- _LISTED ENTRIES_
————

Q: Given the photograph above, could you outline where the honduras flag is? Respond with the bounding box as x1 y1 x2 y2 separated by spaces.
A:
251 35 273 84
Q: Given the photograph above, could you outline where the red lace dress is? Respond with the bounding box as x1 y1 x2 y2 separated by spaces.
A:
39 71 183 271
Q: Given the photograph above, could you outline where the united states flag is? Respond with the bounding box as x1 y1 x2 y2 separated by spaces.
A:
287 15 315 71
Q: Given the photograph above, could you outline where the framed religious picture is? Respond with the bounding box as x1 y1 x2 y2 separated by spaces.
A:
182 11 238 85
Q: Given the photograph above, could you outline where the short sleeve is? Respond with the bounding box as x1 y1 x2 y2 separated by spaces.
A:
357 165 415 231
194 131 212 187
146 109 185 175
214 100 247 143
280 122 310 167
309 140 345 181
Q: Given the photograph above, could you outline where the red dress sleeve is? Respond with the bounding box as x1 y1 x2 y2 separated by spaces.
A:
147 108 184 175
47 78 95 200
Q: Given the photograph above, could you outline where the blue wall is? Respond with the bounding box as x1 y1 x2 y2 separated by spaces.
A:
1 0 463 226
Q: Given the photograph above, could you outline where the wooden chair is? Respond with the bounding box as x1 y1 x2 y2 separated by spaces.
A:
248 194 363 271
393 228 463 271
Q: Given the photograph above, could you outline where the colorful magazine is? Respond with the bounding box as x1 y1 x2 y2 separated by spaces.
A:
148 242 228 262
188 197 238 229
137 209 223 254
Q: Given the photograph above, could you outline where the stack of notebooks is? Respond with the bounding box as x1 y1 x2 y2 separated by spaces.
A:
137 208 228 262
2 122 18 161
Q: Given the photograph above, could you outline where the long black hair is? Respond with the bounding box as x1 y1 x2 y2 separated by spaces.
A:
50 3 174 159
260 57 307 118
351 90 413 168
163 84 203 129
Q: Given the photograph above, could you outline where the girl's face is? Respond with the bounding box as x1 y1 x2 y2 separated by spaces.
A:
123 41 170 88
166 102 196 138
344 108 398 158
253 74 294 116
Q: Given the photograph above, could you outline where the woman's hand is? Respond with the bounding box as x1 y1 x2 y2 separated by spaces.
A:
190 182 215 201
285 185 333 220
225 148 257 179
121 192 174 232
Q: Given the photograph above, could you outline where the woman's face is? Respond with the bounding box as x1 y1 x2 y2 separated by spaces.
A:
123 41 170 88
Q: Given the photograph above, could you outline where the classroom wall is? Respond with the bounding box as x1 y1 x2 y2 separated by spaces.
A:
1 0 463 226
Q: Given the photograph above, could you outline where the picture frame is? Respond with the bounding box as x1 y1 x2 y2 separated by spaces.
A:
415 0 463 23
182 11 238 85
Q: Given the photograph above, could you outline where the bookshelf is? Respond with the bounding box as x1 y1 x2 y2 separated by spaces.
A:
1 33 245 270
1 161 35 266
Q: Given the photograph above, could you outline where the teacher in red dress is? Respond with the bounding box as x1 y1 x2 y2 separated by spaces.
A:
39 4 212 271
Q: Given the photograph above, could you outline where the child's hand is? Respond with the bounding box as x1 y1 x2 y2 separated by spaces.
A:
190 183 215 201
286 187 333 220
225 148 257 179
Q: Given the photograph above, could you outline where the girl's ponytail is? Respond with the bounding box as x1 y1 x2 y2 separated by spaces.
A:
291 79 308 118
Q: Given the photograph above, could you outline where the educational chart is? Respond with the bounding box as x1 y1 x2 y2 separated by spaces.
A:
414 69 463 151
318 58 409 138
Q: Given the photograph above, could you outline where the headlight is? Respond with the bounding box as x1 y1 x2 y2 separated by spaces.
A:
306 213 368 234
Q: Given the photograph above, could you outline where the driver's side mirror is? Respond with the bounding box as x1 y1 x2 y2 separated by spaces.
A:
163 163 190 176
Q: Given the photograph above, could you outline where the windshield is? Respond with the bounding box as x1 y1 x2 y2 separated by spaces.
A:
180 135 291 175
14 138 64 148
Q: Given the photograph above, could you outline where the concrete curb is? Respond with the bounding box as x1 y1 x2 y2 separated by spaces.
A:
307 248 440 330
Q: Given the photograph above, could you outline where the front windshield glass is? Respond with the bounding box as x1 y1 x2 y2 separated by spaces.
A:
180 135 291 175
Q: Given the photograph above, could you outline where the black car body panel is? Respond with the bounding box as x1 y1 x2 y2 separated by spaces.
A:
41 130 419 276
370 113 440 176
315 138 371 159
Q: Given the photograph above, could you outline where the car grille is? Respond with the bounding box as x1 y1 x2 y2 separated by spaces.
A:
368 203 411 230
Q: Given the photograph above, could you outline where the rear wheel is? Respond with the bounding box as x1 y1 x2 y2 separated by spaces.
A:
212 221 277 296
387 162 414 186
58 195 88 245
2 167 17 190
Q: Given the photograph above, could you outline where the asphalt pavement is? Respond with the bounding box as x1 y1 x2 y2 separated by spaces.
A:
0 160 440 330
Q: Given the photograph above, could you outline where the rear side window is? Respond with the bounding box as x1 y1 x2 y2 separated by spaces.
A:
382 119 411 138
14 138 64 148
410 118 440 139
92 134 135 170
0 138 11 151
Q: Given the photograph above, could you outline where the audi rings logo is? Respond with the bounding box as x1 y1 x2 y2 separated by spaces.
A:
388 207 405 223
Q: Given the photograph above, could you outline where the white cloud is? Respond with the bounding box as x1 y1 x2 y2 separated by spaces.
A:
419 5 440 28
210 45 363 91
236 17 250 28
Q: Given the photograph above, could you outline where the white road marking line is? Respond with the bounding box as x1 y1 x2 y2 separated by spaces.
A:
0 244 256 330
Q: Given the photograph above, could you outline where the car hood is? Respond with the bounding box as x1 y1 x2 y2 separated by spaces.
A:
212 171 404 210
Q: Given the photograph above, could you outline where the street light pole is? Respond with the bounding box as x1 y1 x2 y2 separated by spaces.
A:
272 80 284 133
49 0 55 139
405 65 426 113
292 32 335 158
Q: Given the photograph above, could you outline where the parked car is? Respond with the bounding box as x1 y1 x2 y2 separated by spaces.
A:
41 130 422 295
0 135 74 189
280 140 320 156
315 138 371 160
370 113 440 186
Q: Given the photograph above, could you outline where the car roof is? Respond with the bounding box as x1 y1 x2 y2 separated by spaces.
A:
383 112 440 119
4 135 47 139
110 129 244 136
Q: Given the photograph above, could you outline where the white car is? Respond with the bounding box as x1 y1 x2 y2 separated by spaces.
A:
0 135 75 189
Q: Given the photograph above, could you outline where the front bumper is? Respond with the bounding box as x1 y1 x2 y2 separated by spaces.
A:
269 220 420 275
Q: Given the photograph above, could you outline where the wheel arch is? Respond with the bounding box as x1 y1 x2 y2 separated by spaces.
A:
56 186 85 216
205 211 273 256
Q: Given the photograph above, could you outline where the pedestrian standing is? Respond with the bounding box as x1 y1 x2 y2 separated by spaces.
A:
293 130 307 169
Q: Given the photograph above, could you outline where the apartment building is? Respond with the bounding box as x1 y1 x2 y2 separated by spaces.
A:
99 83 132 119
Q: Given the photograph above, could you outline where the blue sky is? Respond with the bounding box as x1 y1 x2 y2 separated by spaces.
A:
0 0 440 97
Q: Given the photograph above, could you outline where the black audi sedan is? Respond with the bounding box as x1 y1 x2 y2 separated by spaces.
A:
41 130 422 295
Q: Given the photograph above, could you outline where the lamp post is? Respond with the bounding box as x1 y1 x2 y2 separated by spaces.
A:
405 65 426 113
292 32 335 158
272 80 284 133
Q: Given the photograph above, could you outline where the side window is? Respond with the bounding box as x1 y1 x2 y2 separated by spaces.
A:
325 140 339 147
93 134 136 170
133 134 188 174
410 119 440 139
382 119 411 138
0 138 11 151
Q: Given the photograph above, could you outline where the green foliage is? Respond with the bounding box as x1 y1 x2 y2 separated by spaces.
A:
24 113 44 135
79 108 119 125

————

- _YOUR OBJECTIVE_
Reproduce word for word the portion of the material from the line containing "the front windshield" through the line containing "388 207 405 223", with both of those lines included. Give only those lines.

- _SOLUTION TO THIS PROBLEM_
Q: Given the photograph above, could you outline where the front windshield glass is? Respond with the bounding box as x1 y1 x2 y2 separated by spaces.
A:
180 135 291 175
Q: Given the photograph above, could you outline where the black car body panel is? Respond with the bounding box as x1 y1 x2 y2 separated by spaces.
A:
41 130 419 276
370 113 440 176
315 138 371 159
Q: Given the photograph above, could you outline where the car grille is? Respond with the bounding box as x1 y1 x2 y2 separated by spaces.
A:
368 203 411 230
Q: Given the photograph above, could you outline where the rear wheel is? Respond with the bounding box as x1 y1 x2 y2 separated by spaces.
A:
212 221 277 296
387 162 414 186
58 195 88 245
2 167 17 190
Q: Given the photograph above, could you outline where the asphalt pavement is? Respond with the bounding box as x1 y1 x2 y2 separated by spaces.
A:
0 160 440 330
Q: Given the photograph above, could you outline where the rear side window is? Respond with the bounding box as x1 y1 x2 y2 separated by spaces.
A:
382 119 411 138
14 138 64 148
410 118 440 139
92 134 135 170
0 138 11 151
Q: Given the photograph above, could you outline where the audi rings logo is? Respond with the bounding box as x1 y1 x2 y2 separated by spaces.
A:
388 207 405 223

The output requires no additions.